(Records drawn from a dataset)
++++++
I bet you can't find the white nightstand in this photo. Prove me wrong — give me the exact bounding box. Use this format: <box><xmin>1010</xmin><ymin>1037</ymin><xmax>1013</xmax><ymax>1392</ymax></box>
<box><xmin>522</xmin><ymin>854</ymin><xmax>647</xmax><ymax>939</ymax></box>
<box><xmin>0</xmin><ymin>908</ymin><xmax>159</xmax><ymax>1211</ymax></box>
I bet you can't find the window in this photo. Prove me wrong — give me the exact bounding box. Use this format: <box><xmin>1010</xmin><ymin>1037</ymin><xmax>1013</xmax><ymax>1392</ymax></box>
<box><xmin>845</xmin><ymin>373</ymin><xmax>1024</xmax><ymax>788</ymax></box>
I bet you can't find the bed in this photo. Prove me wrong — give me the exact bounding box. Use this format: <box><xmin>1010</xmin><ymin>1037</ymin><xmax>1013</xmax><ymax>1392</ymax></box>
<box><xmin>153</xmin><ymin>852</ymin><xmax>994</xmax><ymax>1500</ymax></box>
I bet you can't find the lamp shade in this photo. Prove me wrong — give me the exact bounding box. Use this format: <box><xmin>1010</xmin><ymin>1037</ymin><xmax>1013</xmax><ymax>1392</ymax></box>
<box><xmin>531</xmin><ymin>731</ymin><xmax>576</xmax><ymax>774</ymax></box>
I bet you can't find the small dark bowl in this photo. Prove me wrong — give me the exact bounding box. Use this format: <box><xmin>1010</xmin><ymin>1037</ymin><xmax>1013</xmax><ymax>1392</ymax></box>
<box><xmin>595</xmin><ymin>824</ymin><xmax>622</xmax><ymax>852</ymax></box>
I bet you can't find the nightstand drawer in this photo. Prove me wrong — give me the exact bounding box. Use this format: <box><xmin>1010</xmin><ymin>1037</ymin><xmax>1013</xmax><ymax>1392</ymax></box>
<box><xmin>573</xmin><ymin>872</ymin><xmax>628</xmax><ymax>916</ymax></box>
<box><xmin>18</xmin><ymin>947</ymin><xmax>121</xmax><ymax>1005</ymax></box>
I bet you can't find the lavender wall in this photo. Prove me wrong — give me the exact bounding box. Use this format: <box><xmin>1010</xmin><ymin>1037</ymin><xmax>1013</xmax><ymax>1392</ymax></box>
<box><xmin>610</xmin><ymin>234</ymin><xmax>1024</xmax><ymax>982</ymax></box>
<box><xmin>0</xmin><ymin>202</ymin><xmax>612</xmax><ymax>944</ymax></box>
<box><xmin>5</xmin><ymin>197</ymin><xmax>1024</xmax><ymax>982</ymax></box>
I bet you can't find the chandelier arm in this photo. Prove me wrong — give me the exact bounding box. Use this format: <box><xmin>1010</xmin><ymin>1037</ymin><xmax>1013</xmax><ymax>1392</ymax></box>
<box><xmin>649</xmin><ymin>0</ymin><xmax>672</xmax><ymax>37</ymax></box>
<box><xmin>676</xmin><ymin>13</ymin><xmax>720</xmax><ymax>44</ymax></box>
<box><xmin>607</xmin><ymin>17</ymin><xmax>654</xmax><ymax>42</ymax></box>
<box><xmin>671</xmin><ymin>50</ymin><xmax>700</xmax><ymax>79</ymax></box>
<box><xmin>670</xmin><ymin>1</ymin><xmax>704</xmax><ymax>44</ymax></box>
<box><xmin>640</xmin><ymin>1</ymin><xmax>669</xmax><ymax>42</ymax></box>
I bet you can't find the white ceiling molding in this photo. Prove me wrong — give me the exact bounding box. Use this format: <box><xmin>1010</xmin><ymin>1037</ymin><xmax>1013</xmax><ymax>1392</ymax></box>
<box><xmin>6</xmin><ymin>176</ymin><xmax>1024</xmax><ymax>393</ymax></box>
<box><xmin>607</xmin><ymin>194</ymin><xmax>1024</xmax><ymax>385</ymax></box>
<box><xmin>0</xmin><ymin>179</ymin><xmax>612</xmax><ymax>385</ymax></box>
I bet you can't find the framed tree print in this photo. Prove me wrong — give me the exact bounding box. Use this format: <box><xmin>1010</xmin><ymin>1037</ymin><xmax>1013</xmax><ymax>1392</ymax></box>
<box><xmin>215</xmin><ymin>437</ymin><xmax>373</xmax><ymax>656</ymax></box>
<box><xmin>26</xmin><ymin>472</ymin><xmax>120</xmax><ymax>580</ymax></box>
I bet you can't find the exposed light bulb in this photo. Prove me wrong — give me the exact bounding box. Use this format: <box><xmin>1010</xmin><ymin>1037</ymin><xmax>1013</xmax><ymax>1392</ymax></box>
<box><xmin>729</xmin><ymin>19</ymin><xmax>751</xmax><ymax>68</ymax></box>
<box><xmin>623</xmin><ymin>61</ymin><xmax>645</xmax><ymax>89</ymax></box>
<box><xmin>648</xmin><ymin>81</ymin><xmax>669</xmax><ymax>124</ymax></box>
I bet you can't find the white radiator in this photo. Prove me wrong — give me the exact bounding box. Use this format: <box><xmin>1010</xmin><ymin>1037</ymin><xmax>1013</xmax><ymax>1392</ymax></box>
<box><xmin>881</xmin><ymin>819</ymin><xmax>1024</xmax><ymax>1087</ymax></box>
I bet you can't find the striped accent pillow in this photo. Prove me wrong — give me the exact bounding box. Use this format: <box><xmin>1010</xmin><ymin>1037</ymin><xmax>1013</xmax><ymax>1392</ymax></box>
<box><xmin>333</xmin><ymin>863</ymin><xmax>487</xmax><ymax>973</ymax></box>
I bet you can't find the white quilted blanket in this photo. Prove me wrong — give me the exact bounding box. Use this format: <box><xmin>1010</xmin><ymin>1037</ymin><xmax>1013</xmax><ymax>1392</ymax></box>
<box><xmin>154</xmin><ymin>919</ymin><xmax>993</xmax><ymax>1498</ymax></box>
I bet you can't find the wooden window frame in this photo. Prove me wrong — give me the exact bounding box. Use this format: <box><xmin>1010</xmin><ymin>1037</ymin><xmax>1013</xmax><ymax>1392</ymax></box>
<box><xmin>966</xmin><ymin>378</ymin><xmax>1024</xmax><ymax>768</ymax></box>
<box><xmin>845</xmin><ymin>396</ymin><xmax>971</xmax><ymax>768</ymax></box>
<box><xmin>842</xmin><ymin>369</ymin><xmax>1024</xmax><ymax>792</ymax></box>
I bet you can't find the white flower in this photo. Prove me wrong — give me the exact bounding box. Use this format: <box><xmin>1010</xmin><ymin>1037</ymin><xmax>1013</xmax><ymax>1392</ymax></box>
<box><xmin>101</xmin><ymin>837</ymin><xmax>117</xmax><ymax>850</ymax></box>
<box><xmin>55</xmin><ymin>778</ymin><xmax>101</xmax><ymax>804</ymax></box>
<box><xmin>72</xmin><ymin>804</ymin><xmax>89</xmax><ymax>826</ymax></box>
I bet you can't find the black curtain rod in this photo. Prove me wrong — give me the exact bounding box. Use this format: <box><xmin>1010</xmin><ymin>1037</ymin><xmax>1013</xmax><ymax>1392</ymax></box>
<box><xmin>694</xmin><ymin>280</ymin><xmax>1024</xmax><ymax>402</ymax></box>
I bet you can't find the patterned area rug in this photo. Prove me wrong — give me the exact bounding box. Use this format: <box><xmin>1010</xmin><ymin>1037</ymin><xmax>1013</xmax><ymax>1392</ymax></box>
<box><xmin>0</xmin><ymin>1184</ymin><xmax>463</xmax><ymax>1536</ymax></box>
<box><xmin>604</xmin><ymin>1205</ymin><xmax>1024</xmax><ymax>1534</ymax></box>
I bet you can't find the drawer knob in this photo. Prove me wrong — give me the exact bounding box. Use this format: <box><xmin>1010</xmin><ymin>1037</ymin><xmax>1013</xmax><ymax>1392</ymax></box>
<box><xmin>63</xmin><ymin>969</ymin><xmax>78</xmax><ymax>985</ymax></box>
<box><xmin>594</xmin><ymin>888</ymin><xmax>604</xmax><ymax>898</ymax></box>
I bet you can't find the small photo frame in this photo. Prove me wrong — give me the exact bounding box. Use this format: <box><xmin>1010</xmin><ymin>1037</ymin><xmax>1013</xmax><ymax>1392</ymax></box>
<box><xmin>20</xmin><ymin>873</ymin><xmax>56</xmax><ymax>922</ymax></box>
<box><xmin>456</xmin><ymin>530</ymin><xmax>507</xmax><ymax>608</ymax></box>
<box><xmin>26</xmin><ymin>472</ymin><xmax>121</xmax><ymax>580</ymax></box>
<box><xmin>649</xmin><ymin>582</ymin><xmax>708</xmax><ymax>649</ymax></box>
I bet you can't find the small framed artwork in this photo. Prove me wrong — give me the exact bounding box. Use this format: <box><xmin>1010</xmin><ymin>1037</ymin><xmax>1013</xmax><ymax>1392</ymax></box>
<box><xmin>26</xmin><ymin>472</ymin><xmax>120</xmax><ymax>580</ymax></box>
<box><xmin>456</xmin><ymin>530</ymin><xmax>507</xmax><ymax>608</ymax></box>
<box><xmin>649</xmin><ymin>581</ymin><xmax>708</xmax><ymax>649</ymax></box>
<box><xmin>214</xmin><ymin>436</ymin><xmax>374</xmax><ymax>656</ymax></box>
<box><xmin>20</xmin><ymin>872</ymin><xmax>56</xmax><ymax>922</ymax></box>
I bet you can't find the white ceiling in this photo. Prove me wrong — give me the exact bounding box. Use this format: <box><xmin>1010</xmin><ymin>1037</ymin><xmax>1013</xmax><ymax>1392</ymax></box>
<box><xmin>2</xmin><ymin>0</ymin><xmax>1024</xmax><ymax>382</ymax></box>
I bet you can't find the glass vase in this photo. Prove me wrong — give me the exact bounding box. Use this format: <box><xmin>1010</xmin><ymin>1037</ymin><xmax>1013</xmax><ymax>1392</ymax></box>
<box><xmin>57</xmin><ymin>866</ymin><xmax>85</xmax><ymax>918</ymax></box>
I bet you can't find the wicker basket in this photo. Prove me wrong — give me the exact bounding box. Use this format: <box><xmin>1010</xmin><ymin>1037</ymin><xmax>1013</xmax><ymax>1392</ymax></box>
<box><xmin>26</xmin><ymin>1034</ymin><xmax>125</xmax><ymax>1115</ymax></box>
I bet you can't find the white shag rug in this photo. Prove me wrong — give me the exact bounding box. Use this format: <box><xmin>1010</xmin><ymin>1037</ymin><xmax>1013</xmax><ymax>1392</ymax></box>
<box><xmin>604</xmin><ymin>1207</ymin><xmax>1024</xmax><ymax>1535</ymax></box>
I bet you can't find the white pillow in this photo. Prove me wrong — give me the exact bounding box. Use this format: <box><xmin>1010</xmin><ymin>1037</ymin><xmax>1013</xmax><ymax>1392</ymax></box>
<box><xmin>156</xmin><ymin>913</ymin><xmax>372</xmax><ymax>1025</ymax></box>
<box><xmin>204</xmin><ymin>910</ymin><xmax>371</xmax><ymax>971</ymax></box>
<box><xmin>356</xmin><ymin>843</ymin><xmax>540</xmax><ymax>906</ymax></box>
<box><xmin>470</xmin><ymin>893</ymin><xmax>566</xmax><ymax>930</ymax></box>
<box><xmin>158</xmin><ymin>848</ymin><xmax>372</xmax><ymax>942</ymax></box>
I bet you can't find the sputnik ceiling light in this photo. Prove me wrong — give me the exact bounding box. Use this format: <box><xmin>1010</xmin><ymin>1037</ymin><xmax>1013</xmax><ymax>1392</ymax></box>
++++++
| Activity |
Output only the lines from the one holding "I bet you can't find the white ceiling in" through the last line above, exactly as they appear.

| Written solution |
I bet you can't find the white ceiling in this photo. Prove me wrong — give me the exact bounding box. Use this format: <box><xmin>1010</xmin><ymin>1037</ymin><xmax>1013</xmax><ymax>1392</ymax></box>
<box><xmin>2</xmin><ymin>0</ymin><xmax>1024</xmax><ymax>382</ymax></box>
I bet you can't find the glass vase in this photo. Prove me wrong — give me the exact bounding box. Use this format: <box><xmin>1010</xmin><ymin>1037</ymin><xmax>1013</xmax><ymax>1392</ymax></box>
<box><xmin>57</xmin><ymin>866</ymin><xmax>85</xmax><ymax>918</ymax></box>
I bet you can't find the wicker basket in this photo. Prove me wrong — give me the exact bounding box. Use this format: <box><xmin>1010</xmin><ymin>1037</ymin><xmax>1013</xmax><ymax>1392</ymax></box>
<box><xmin>26</xmin><ymin>1034</ymin><xmax>125</xmax><ymax>1115</ymax></box>
I bet you can't find the white shag rug in this photo. Prove me wrong — give me the exact bounding box. Use this format: <box><xmin>1010</xmin><ymin>1037</ymin><xmax>1013</xmax><ymax>1392</ymax></box>
<box><xmin>604</xmin><ymin>1207</ymin><xmax>1024</xmax><ymax>1535</ymax></box>
I bet you can't find the white pillow in this photo. Prove me wrong — give me the exact bounding box. Use this format: <box><xmin>1010</xmin><ymin>1037</ymin><xmax>1013</xmax><ymax>1392</ymax></box>
<box><xmin>156</xmin><ymin>913</ymin><xmax>372</xmax><ymax>1025</ymax></box>
<box><xmin>204</xmin><ymin>910</ymin><xmax>371</xmax><ymax>971</ymax></box>
<box><xmin>356</xmin><ymin>843</ymin><xmax>540</xmax><ymax>906</ymax></box>
<box><xmin>470</xmin><ymin>893</ymin><xmax>566</xmax><ymax>930</ymax></box>
<box><xmin>158</xmin><ymin>848</ymin><xmax>372</xmax><ymax>942</ymax></box>
I bet you can't find the sputnik ceiling light in this photo. Prove me wrong — give me the exact bounding box. Use this format: <box><xmin>1010</xmin><ymin>1037</ymin><xmax>1013</xmax><ymax>1392</ymax></box>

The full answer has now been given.